Task requirements ▸
How many lines in the material below contain the string "blurred"? Case counts, and the answer is only the number.

Recorded data
○ ○ ○
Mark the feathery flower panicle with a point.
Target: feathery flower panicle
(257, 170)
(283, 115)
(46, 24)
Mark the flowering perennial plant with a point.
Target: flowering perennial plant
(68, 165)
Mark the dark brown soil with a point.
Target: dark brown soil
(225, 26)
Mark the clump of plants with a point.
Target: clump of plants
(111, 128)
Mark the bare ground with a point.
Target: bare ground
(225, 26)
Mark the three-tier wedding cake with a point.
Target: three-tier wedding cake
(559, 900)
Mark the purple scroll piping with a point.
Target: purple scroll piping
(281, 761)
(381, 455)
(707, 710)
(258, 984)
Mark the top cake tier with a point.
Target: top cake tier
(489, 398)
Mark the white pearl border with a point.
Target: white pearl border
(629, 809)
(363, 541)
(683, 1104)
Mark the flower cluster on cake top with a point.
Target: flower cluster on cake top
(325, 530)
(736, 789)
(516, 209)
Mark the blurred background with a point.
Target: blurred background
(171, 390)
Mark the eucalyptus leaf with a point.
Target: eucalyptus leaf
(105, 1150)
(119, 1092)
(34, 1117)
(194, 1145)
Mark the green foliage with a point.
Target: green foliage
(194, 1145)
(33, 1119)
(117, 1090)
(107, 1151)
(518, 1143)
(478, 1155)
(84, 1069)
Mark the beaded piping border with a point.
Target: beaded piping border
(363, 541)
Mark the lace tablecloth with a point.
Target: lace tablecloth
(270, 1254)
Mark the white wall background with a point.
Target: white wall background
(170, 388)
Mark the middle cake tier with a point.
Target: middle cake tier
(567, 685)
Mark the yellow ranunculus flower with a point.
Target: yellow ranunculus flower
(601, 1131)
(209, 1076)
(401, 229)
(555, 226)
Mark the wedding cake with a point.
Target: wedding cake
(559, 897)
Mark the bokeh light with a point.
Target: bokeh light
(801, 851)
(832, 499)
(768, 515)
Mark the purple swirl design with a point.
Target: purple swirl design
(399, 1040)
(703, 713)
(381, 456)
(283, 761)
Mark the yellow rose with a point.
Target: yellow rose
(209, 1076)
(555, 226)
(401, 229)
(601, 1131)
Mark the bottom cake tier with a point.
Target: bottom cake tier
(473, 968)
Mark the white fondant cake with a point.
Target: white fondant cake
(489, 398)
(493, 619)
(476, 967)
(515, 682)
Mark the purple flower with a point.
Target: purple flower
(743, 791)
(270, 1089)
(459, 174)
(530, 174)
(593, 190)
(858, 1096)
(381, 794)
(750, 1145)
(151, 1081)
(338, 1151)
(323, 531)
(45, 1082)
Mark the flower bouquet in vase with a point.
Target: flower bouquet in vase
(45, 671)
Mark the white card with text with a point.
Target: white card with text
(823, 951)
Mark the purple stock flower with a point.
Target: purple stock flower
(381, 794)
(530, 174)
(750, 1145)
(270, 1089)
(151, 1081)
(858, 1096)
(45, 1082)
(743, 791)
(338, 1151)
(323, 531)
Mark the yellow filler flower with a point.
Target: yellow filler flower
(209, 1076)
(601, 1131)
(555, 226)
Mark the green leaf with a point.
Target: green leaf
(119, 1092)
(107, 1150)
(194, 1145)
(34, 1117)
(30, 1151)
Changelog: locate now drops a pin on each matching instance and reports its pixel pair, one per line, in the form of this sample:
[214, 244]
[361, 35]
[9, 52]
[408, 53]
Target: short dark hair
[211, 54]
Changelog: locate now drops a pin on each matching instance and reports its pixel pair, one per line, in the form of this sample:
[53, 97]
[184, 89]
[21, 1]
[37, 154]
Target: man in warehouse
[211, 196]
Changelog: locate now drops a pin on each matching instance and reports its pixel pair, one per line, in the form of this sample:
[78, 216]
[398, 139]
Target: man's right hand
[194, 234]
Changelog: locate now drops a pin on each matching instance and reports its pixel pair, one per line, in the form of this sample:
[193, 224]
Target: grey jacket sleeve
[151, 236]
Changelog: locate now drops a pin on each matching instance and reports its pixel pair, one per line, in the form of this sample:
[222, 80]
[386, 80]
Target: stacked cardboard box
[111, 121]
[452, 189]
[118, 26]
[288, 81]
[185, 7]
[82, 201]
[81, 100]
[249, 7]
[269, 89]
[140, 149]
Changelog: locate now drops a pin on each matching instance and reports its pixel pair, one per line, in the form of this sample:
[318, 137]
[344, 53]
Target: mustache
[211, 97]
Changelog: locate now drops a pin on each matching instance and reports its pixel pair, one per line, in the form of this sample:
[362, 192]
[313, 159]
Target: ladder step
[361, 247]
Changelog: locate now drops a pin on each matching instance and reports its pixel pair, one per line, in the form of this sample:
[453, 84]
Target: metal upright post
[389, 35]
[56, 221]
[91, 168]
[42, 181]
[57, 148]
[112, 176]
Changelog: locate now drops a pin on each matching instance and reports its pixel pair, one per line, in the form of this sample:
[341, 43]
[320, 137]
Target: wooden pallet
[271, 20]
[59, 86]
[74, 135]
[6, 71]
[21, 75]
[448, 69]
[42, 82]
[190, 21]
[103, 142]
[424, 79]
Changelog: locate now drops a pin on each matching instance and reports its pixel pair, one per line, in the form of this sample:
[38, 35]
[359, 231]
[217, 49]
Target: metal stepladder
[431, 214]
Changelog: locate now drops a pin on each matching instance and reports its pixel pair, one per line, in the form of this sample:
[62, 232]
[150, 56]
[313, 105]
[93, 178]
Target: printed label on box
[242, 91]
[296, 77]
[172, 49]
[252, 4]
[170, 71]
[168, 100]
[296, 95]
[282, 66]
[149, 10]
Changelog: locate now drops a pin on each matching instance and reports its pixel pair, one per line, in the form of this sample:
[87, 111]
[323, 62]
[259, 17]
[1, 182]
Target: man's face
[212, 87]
○ ○ ○
Answer in full ▸
2